Entries supplied -

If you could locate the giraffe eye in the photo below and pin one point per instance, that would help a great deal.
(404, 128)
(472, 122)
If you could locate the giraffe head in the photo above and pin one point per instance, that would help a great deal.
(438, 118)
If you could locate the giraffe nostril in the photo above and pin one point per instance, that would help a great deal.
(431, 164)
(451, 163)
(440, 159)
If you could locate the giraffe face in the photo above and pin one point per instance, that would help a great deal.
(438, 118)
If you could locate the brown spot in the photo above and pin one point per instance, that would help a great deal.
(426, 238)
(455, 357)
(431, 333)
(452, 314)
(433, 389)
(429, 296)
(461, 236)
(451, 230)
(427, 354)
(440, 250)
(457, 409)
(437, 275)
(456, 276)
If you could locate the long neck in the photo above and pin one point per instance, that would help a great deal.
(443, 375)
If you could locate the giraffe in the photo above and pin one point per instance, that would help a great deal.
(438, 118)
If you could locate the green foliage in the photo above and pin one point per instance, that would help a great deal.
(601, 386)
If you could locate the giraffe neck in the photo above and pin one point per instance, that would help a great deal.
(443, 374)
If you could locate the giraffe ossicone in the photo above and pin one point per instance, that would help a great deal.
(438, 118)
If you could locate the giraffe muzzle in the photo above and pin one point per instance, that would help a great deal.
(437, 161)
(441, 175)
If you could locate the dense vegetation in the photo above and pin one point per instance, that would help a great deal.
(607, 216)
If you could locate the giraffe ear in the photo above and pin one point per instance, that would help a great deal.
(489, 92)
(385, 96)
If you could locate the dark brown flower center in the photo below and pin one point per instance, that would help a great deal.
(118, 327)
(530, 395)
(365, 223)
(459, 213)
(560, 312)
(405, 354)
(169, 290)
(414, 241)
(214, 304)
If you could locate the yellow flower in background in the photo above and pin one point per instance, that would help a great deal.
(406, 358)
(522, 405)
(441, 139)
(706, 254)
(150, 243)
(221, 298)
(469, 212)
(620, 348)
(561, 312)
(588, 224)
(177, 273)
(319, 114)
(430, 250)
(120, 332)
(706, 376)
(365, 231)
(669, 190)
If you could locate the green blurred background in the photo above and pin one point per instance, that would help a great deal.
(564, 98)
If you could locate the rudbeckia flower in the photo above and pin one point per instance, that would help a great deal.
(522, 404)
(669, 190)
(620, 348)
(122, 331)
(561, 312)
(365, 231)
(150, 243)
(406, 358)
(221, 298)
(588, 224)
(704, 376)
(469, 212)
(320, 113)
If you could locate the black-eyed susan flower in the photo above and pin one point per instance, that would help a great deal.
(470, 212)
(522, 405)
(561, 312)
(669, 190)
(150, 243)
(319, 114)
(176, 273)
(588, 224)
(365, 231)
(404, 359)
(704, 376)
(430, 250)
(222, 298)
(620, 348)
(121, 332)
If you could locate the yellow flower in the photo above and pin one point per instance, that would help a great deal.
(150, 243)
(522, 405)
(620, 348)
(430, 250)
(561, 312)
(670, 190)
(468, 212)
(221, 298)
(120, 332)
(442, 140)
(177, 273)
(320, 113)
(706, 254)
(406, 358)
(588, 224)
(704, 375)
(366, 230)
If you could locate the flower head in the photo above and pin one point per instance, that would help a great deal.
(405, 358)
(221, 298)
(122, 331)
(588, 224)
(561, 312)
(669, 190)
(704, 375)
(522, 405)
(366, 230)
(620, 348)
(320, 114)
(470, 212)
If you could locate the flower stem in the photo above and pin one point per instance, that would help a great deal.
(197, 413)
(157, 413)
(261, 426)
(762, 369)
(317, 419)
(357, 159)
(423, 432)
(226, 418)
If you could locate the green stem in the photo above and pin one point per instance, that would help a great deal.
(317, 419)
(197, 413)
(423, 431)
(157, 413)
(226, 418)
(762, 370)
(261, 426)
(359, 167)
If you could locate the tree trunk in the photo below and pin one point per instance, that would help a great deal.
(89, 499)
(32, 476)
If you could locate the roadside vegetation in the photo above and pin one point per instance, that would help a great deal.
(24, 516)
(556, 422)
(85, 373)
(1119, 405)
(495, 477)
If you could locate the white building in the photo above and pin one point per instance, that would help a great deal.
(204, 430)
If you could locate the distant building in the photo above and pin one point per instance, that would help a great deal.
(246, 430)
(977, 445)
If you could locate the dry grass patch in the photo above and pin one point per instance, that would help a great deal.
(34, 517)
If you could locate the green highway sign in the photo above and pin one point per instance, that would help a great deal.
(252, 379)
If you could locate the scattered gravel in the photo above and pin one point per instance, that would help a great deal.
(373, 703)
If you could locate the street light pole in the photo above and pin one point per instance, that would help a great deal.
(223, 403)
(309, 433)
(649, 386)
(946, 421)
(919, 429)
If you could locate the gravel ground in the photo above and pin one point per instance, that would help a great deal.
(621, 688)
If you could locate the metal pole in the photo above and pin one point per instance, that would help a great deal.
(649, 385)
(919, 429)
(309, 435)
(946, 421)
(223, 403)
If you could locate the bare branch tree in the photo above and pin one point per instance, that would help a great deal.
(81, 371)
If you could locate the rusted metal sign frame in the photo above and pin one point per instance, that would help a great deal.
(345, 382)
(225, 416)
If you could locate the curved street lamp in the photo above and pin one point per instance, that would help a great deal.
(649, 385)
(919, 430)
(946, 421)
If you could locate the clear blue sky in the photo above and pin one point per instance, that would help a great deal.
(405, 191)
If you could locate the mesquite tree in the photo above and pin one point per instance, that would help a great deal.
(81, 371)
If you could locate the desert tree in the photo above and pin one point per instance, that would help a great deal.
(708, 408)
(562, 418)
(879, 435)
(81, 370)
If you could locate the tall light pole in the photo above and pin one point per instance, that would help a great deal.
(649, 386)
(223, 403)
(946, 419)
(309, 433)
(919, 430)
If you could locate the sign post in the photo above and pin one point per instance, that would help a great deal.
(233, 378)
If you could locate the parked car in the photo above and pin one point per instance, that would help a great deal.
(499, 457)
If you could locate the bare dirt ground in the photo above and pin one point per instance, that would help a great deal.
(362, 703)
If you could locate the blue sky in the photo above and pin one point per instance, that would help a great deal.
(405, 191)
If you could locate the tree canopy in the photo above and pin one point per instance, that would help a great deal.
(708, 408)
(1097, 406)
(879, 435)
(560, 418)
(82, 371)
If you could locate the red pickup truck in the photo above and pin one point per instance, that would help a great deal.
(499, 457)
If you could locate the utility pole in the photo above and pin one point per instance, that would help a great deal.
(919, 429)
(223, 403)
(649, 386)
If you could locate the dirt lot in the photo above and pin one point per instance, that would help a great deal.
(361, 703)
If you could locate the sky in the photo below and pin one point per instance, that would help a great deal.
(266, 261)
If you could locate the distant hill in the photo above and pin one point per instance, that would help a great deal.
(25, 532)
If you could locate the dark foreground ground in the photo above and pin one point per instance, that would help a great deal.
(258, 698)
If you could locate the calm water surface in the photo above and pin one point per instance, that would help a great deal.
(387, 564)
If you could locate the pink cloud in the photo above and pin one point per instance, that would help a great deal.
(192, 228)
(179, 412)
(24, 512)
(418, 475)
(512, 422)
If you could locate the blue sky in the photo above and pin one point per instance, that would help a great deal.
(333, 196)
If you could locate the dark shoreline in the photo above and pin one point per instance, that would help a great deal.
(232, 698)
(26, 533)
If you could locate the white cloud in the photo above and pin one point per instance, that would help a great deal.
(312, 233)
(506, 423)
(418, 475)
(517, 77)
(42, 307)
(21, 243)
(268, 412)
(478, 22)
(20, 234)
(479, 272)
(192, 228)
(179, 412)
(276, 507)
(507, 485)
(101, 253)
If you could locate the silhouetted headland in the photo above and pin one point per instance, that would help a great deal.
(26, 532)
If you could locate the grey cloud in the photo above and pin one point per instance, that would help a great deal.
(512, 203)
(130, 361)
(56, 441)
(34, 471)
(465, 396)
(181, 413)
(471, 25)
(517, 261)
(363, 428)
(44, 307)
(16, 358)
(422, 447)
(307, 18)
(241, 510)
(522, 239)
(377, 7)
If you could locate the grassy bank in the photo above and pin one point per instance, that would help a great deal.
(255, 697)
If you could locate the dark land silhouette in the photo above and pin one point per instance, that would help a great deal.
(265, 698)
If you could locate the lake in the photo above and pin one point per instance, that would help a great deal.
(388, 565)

Aim - Could you reproduce, unchanged, every line from the one containing "If you could locate the dark land" through the final line of the entries above, with both ends included?

The completed task -
If you could locate the dark land silhouette in the photo above and pin one point per instance, that would help a great deal.
(265, 698)
If you could locate the lake in the photo above and pin one point per instance, that would help a great deal.
(388, 565)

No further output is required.